Concretamente, esto significa que la cuestión del marxismo que tanto nos desazona de diez años para acá, no es acaso tan simple como algunos han creído y como yo mismo he pensado durante mucho tiempo. Que no se dice gran cosa cuando uno se proclama antimarxista, aunque sea a partir de la izquierda o de posiciones maoizantes. Que hay que revalorizar la importancia y el sentido del debate, abstenerse del burdo optimismo del «esto está hecho» y de las facilidades de un ateísmo cuya sutileza en ardides se conoce de sobra. ¿Es el marxismo la religión de estos tiempos? De ello se deduce determinado número de consecuencias, cuya articulación quisiera subrayar muy brevemente.

La primera: contra todo lo que se espera, a despecho de nuestros anhelos y de nuestras denegaciones obstinadas, al marxismo le van bien las cosas, nunca le han ido mejor, sólo hay crisis del marxismo en nuestras cabezas y en nuestros libros. A su destino le ocurre, decía yo, lo mismo que antaño le ocurriera al cristianismo, cuando empapaba e impregnaba los menores estratos, los más nimios poros de la sociedad civil y política, a pesar de su decadencia intelectual. Yo diría, para dar una imagen, que funcionaba también como aquella otra ideología, más reciente y más familiar, que era el radicalismo de entreguerras. Recordemos lo siguiente: los teóricos radicales habían dejado de producir desde hacía mucho tiempo, cuando la Francia de los empleados de correos, de los maestros de escuela, de las clases medias se puso en onda con Bouglé, Alain y Ravaisson. La Francia que pensaba era Breton, Malraux, Aragon y, sin embargo, fue Drieu quien vio certeramente cuando describía en Gilles una Francia real y radicalizada, radicalizada hasta los huesos de su vida cotidiana y de Su fantasmas. Los grandes debates del momento eran el surrealismo y la revolución, el comunismo y la guerra de España, la rebelión y la literatura, y el país, en sus profundidades, seguía aún arbitrando el conflicto entre la Iglesia y el Estado, entre Combes[o] y las Congregaciones, entre el pacifismo y los preparativos de guerra. Ingenuidad de las vanguardias. Desvergüenza de las avanzadillas. El marxismo-leninismo es el radicalismo de nuestro tiempo, La Francia moderna habla en materialismo como Monsieur Jourdain hablaba en prosa. Mañana estará, ya lo está acaso, enmarxizada hasta un punto que no imaginan siquiera los doctores y los pensadores ilustres.

*****

_Desafíos_
A. Según el fragmento sobre el marxismo, ¿qué ideología de entreguerras equivale al marxismo-leninismo de nuestro tiempo?
B. Cita del fragmento sobre el marxismo el pasaje que empieza en "Concretamente, esto significa" y termina tras "subrayar muy brevemente.", sin alterar nada.
C. Prolonga el fragmento sobre el marxismo a partir de su última oración.

_Extracto de datos_
*****

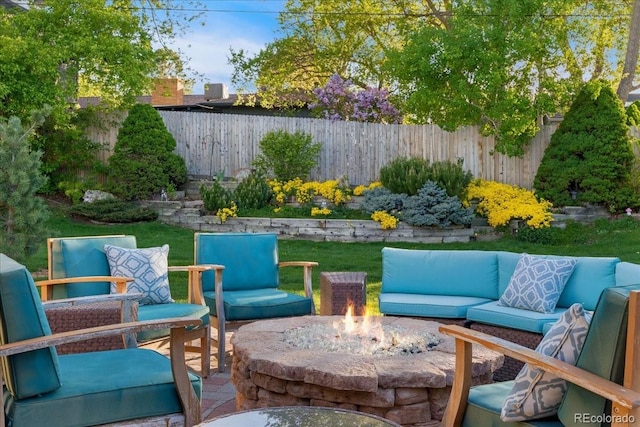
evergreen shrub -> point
(143, 161)
(589, 157)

*****

_Respuestas_
A. El radicalismo.

B.
Concretamente, esto significa que la cuestión del marxismo que tanto nos desazona de diez años para acá, no es acaso tan simple como algunos han creído y como yo mismo he pensado durante mucho tiempo. Que no se dice gran cosa cuando uno se proclama antimarxista, aunque sea a partir de la izquierda o de posiciones maoizantes. Que hay que revalorizar la importancia y el sentido del debate, abstenerse del burdo optimismo del «esto está hecho» y de las facilidades de un ateísmo cuya sutileza en ardides se conoce de sobra. ¿Es el marxismo la religión de estos tiempos? De ello se deduce determinado número de consecuencias, cuya articulación quisiera subrayar muy brevemente.

C.
Este marxismo no se escribe, por supuesto, en los libros ni en los tratados doctos. Depende de algunas fórmulas muy simples, de un determinado lote de «clichés» que bastan para componer el mosaico de los vientos que soplan. Es él quien hace decir a los socialistas que Valéry Giscard d’Estaing es el «representante del gran Capital». Es él quien inspira tantos análisis vanos y banales, sobre las dos o sobre las tres «fracciones» de la burguesía que luchan por el poder y, como suele decirse, por la hegemonía. ES él quien se encuentra siempre, a través de las Universidades, los medios de comunicación o los aparatos de los partidos, en los nuevos reflejos condicionados de los «mandos» «socialistas» de la sociedad que llaman «burguesa». En el momento en que era preciso elegir entre De Gaulle y Pétain, la Francia real rumiaba todavía los recuerdos del Marne y de Verdún. En el momento de la batalla entre Chaban-Delmas y Giscard d’Estaing, se guía ajustándole las cuentas al petainismo y a la Resistencia. ¿Cómo podría ocurrir otra cosa en este invernadero cerrado y confinado que es la historia de las ideas y de las ideologías? ¿Cómo puede leerse un libro como este, cuando sólo se trata por doquier de disertar sobre el eurocomunismo, la crisis del Estado o la evolución política de Althusser? El marxismo se encuentra más que nunca al orden del día. Sartre no sabía lo que se decía cuando anunciaba «lo insoslayable»; nos hace falta una arqueología de los tiempos presentes que volviera a descubrir sus rastros en el entrelazado ajustadísimo de las reglas de formación de nuestros discursos y de los juegos de su distribución.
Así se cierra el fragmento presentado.